=== PROBLEM DETAILS ===
Copy the records below word for word, leaving out the pictures.

=== AVAILABLE RECORDS ===

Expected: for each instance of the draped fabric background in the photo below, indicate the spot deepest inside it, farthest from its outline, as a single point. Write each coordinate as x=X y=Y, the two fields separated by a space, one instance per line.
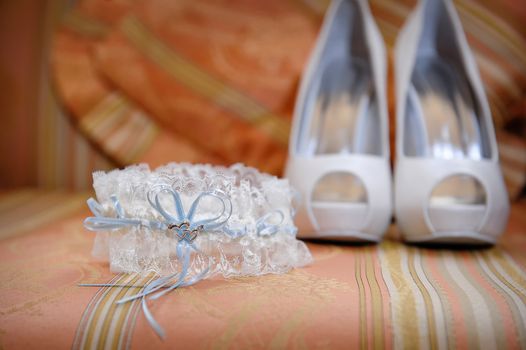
x=96 y=84
x=118 y=82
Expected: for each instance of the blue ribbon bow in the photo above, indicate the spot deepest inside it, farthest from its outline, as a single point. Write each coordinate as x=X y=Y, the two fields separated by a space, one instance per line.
x=184 y=228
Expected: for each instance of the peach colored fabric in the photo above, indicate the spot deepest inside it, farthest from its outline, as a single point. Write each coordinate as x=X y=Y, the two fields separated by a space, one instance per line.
x=387 y=295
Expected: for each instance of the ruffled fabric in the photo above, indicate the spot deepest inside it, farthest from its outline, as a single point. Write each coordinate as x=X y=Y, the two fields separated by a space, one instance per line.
x=259 y=236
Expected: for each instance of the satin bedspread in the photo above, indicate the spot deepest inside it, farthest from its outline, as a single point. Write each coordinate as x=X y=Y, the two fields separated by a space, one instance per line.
x=389 y=295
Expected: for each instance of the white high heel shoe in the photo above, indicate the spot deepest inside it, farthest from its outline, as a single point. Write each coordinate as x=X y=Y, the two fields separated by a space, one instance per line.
x=448 y=183
x=339 y=151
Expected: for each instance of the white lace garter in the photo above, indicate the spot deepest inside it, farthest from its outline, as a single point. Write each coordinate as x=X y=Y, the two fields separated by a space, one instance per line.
x=189 y=222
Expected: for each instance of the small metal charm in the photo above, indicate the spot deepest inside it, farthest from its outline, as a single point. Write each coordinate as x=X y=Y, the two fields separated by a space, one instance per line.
x=183 y=231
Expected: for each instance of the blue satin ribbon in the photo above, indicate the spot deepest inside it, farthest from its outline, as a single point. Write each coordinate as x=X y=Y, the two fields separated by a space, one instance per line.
x=184 y=248
x=182 y=223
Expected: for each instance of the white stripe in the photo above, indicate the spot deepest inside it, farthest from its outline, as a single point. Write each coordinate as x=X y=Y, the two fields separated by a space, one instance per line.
x=99 y=323
x=420 y=304
x=502 y=271
x=480 y=309
x=438 y=311
x=393 y=298
x=520 y=307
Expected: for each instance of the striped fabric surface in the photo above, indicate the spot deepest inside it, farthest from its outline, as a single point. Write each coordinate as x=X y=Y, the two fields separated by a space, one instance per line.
x=191 y=64
x=389 y=295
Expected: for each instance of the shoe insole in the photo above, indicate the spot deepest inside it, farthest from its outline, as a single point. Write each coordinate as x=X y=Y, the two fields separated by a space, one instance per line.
x=341 y=123
x=448 y=125
x=339 y=119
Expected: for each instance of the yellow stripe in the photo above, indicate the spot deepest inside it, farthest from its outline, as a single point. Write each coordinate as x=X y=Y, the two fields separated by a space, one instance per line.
x=490 y=263
x=96 y=314
x=433 y=342
x=516 y=274
x=112 y=105
x=405 y=314
x=361 y=292
x=203 y=83
x=127 y=309
x=109 y=315
x=376 y=300
x=82 y=25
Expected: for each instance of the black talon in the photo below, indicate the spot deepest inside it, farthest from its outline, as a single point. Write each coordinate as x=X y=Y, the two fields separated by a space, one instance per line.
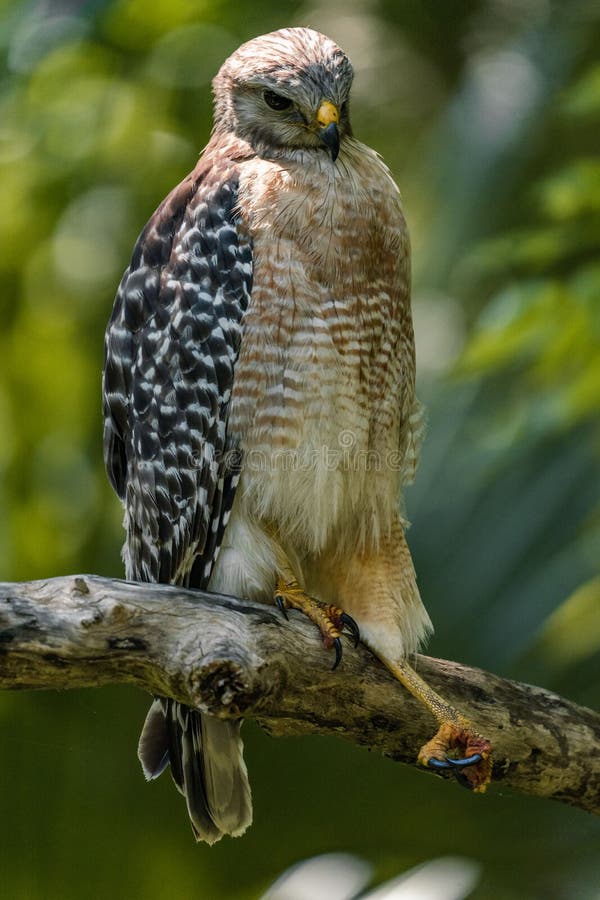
x=352 y=627
x=464 y=763
x=338 y=653
x=280 y=605
x=462 y=779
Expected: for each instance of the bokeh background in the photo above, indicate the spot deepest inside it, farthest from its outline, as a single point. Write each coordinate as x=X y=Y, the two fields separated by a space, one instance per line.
x=488 y=113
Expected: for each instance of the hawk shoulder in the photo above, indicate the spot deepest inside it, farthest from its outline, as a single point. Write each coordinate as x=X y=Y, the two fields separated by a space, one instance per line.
x=170 y=352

=== RESPONSE FOR THIS EXERCISE ===
Expected: for each instance of the draped fabric background in the photo below, indicate the spot deepest inside it, farthest from its outline, as a single point. Write each coordinate as x=X y=Y, the two fields separated by a space, one instance per line.
x=96 y=84
x=118 y=82
Expected: for each instance of the blue ribbon bow in the photo above, indicate the spot deepest inside it, farthest from its outline, as a single point. Write each coordinate as x=X y=Y, the two fields separated by a space, one instance per line.
x=184 y=228
Expected: for each instance of the peach colored fabric in the photo above, indicate the spot deepest inside it, farthest from its outline, as a single point. Write each coordinate as x=X y=Y, the two fields separated by a space, one instance per line.
x=387 y=295
Expected: for each instance of the ruffled fabric in the photo above, indicate the spot deepest inside it, farthest from its outline, as a single point. Write each coordinate as x=X y=Y, the two fields separated by a space, one instance per line.
x=259 y=236
Expected: for each instance of the satin bedspread in the photo above, indicate the spot deepest inside it, farthest from its outline, as a single point. Write each coordinate as x=X y=Y, the two fields separated by a space, one instance per line.
x=389 y=295
Expected: for each instance of the white high heel shoe in the photo above, indicate the spot deepest inside it, farthest from its outline, as a single point. Write each coordinate as x=X y=Y, the two fields separated by a space, one instance per line.
x=448 y=183
x=339 y=151
Expected: for each instance of the white lace garter in the photo above, indicate the spot deepest inside it, farthest from its outline, as a single point. Write each coordinate as x=X y=Y, the two fields separated by a space, one instance per line.
x=189 y=222
Expected: for each instance of the small metal charm in the photo above, indicate the spot deepest inside it, farthest from its outline, as a single point. Write each coordinate as x=X y=Y, the two fields separated by a space, one instance per line.
x=183 y=231
Expected: for each instance of the blue satin ribbon in the photo above, indicate the spot deepest inside it, farthest from its outline, as a single point. Write each coordinate as x=X y=Y, the two fields separated by a space, one instance per line.
x=184 y=248
x=182 y=223
Expected: for each instance of the white stripe in the photo above, indicate the spot deepest inside it, farthest from its outline, as a single point. Write each coordinate as x=X y=Y, the two fields separated by a space, one instance per line.
x=99 y=323
x=420 y=304
x=502 y=271
x=480 y=309
x=438 y=311
x=393 y=298
x=520 y=307
Expected: for each instance of the striped fabric surface in the photo above, indicate the spot deepest inside it, farthest from its outline, as a single point. Write each coordinate as x=X y=Y, the two fields separated by a space, one instance per line.
x=191 y=64
x=389 y=295
Expected: for each instance of the shoe insole in the photo above, indicate the spot deepest inside it, farthest from its outline, as a single point. Write each coordinate as x=X y=Y, the two fields separated by a space, one instance per line.
x=341 y=123
x=448 y=125
x=339 y=119
Expected: for each instance of the yellow stripe in the photo above, indicate the spot deepest inside it, farthest from its outline, as a single point. Write each coordinate as x=X y=Y, the two fields separated by a space, one instance per line.
x=490 y=263
x=96 y=314
x=433 y=342
x=516 y=274
x=112 y=105
x=405 y=314
x=361 y=292
x=203 y=83
x=127 y=309
x=109 y=315
x=376 y=300
x=82 y=25
Expected: for each instance of the black talon in the photo below, indicate the spot deepest inside it, farthest from its outline, as a single point. Write each coordinate as x=X y=Y, the two fields separated by a space, one instance per line.
x=352 y=627
x=464 y=763
x=338 y=653
x=280 y=605
x=462 y=779
Expected: for each instance of the bokeh background in the photo above, indicate the spot deepest inside it, farthest from its outline, as a single point. Write each coordinate as x=X y=Y, the two fields separated by a space, one instance per line.
x=488 y=113
Expected: for each instance of the hawk shoulder in the photo above, indicate the spot deepest inside it, farthest from its outline, as a single point. Write each coordinate as x=X y=Y, the two fields separated by a space, one instance per line.
x=170 y=352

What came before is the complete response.